Task details
Go to the line containing "Query: person in yellow shirt" in the records below and print it and every following line exactly, on through the line containing "<point>52,185</point>", then stop.

Saved data entries
[Start of Attachment]

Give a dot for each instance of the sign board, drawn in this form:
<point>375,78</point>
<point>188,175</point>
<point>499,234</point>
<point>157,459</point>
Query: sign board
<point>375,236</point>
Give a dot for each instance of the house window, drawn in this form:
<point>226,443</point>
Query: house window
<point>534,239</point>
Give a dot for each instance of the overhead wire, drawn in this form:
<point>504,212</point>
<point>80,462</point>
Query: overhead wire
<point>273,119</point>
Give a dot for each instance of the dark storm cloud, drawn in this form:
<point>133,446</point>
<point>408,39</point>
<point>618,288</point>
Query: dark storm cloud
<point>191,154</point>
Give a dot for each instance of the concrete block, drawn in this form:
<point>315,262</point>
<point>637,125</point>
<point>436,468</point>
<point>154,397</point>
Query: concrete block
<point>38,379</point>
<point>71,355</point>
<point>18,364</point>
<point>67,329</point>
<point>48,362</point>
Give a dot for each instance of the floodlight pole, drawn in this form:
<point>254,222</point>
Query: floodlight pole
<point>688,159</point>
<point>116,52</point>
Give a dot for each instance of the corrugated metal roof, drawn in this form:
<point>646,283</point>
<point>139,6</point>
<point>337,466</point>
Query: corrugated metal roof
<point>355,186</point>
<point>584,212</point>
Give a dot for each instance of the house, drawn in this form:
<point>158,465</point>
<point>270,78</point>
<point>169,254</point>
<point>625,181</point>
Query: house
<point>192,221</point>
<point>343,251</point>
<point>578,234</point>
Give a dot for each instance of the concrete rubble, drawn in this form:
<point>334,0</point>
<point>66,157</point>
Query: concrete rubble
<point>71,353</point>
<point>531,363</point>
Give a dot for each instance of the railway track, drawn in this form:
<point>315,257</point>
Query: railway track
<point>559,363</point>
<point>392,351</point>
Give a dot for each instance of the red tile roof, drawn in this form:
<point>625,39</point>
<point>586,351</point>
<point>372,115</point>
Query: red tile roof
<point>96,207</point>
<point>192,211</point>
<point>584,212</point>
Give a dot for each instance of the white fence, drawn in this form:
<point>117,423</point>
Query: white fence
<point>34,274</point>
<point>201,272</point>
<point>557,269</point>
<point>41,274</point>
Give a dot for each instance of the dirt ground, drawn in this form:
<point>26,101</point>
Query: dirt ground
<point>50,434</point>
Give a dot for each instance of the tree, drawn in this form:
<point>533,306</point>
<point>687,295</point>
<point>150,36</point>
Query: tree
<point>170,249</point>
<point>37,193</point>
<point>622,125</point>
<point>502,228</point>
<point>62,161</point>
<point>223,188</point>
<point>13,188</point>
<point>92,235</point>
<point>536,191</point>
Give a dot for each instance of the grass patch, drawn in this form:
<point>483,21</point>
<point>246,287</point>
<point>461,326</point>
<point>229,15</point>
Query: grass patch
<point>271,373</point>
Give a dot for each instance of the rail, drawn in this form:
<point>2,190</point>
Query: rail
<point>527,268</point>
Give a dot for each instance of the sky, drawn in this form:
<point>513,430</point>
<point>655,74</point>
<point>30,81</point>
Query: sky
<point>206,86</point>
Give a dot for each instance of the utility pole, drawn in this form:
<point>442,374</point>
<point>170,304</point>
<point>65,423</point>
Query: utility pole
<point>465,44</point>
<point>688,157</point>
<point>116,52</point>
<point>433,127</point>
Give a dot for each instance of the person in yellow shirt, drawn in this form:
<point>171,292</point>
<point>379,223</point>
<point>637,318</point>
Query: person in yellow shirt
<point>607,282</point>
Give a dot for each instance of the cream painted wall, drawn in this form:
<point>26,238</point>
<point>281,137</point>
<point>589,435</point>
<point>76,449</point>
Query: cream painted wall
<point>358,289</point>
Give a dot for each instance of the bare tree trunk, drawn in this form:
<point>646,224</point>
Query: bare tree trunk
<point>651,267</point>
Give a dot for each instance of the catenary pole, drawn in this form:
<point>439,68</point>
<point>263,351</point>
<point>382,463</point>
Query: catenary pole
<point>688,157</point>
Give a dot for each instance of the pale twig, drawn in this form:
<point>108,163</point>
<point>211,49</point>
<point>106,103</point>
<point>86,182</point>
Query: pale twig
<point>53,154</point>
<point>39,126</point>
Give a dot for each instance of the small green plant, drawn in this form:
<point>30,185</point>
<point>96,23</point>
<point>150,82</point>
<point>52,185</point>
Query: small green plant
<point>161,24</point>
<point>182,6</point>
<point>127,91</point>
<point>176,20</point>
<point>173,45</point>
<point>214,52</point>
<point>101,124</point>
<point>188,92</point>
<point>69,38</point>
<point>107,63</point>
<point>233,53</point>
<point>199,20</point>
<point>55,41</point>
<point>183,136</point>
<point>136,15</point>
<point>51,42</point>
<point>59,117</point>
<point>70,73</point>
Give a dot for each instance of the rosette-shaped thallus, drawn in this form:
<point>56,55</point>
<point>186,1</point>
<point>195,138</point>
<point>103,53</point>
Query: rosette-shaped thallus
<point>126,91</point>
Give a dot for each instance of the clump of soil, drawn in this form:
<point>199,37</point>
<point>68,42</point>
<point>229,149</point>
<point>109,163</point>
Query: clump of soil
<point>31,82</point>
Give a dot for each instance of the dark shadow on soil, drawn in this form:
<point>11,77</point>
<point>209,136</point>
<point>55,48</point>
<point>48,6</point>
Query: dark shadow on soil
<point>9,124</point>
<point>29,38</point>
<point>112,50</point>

[End of Attachment]

Response area
Query: person in yellow shirt
<point>607,282</point>
Give a dot for each instance of the cream painted wall, drawn in this form:
<point>26,238</point>
<point>281,137</point>
<point>589,435</point>
<point>76,449</point>
Query: cream painted wall
<point>358,289</point>
Give a dot for each instance of the bare tree trunk, drawn in this form:
<point>646,224</point>
Query: bare tree trunk
<point>651,267</point>
Give a dot for each instance of the catenary pole, drawn in this form:
<point>439,68</point>
<point>263,351</point>
<point>382,463</point>
Query: catenary pole
<point>688,157</point>
Give a dot for each instance of the pale twig, drawn in this form:
<point>108,163</point>
<point>211,49</point>
<point>106,103</point>
<point>86,182</point>
Query: pale twig
<point>53,154</point>
<point>39,126</point>
Give a dot for each instance of the small green plant, drawn in this form:
<point>30,185</point>
<point>96,23</point>
<point>150,82</point>
<point>52,185</point>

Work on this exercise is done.